DO THIS: Update the XMPCR forum thread, starting with "Yep, there are" and going on through "(Mar 21, 2002)", so that "trailer" is changed to "mobile home".

PASSAGE GIVEN:
+--

# Xmpcr



## jrrdy1380 (Jun 27, 2003)

Had seen on TV and the Net about this product for PCs that can be used to get XM satellite radio programming. I have checked it out on the Web and it looks like something interesting and easy to operate but I am not for sure that I could get the signal with the equipment that XM uses.

I live in a trailer and it is hard to get reception by using a antenna inside the building so I wonder if I would have problems with the XM equipment.

If anyone has used this setup or has any info, I would appreciate your comments.


----------



## ibglowin (Sep 10, 2002)

You need a south facing window for best reception, (remember its a satellite signal) but it will work in a lot of places you wouldn't think it would, like in the trunk of a car instead of on top. YMMV.


----------



## RichW (Mar 29, 2002)

XMPCR is by far the least expensive way to get XM Radio. For about 50 bucks you get a receiver, antenna, USB cable, audio cable and software to hook it up to a windows computer. I have mine connected to a laptop most of the time. I was able to activate it over the net for free and signed up for six months of service - so for about 110 bucks I have the service for six months.

As for signal strength, I was surprised that as soon as I hooked it up to my laptop and before I activated it, I was getting about 6 channels. I hadn't even postioned the antenna toward the satellite! Turns out that XM also operates many terrestrial repeaters and that was where I was getting my signal from. So even if you don't have a good line of sight to the XM bird, you may be able to get the signal from a land-based repeater.

The audio quality on XM is nothing sort of fabulous, and the channel selection is very nice.


----------



## jrrdy1380 (Jun 27, 2003)

Thanks for the info. So far sounds like something I would be interested in having. I am still concerned about getting the satellite signal inside my trailer. I don't have many windows facing the southside where I get my Dish signal. Does anyone know if there is a way to mount a antenna outside and run the connection inside?


----------



## RichW (Mar 29, 2002)

Yep, there are several outdoor antennas you can get for XM. They will cost more than the XMPCR itself, and you may not need one. 

I couldn't find any info about XM repeaters in your area but if you know someone with XM, especially a boombox or XMPCR, you could have him/her come over and see what kind of signal strength you get inside the trailer.

You could also rotate the trailer!


----------



## Steve Mehs (Mar 21, 2002)

+--

Dataset rows showing where objects appear:
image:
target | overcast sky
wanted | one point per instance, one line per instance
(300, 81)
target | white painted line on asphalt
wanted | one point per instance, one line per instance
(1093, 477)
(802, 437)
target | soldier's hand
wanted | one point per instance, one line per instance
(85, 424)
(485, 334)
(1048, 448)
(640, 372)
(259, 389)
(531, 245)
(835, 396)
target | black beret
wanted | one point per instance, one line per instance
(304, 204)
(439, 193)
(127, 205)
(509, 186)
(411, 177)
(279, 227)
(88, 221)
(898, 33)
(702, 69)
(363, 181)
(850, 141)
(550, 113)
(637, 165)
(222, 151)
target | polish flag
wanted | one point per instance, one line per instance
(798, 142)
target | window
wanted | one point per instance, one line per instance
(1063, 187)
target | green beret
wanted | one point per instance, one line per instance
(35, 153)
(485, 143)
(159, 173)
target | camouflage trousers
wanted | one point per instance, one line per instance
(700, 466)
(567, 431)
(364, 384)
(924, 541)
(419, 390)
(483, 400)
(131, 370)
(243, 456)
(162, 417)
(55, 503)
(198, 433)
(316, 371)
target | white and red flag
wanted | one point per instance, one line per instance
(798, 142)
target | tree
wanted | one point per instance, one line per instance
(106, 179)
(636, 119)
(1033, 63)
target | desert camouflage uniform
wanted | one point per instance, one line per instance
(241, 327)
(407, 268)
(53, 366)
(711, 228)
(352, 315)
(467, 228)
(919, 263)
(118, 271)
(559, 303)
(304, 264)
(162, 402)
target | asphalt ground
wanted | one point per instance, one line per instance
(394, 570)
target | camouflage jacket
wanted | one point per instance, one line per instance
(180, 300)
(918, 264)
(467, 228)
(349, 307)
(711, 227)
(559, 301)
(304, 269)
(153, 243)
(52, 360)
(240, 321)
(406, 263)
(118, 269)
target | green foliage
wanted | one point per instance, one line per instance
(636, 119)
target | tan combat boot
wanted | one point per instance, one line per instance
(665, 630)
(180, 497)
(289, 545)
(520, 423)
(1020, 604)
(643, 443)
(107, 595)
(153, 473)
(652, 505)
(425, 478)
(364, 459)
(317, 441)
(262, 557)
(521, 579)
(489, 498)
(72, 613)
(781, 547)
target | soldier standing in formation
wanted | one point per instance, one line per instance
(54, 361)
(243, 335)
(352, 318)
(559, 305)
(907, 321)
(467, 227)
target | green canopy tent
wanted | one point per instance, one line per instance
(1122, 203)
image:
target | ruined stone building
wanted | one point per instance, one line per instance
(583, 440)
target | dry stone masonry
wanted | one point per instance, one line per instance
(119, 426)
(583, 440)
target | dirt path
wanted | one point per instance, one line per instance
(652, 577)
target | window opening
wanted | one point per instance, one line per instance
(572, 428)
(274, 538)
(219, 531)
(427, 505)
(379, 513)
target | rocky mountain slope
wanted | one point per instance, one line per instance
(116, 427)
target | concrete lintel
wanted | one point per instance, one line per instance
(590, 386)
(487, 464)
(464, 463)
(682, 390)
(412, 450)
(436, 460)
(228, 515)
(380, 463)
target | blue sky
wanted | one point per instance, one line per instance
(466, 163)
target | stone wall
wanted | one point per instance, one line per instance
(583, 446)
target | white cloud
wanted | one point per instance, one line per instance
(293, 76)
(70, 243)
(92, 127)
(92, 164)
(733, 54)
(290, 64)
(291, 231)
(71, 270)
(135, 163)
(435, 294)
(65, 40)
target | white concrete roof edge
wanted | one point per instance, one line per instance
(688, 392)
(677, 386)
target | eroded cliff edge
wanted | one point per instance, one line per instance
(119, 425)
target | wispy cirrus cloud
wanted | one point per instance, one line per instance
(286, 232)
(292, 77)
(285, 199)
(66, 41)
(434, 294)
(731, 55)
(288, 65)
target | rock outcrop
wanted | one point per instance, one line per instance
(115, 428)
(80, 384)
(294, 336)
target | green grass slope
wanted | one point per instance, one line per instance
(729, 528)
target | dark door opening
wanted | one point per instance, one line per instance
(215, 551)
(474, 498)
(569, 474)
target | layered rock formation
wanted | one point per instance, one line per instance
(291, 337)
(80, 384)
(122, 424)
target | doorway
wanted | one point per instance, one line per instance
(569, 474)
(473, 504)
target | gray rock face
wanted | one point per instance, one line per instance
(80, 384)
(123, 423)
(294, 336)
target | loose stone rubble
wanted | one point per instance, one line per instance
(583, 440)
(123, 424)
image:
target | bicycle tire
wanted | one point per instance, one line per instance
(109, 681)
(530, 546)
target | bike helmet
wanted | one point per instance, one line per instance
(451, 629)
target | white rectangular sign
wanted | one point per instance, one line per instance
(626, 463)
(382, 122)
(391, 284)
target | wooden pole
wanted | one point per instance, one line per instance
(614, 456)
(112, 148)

+--

EXERCISE ANSWER:
Yep, there are several outdoor antennas you can get for XM. They will cost more than the XMPCR itself, and you may not need one. 

I couldn't find any info about XM repeaters in your area but if you know someone with XM, especially a boombox or XMPCR, you could have him/her come over and see what kind of signal strength you get inside the mobile home.

You could also rotate the mobile home!


----------



## Steve Mehs (Mar 21, 2002)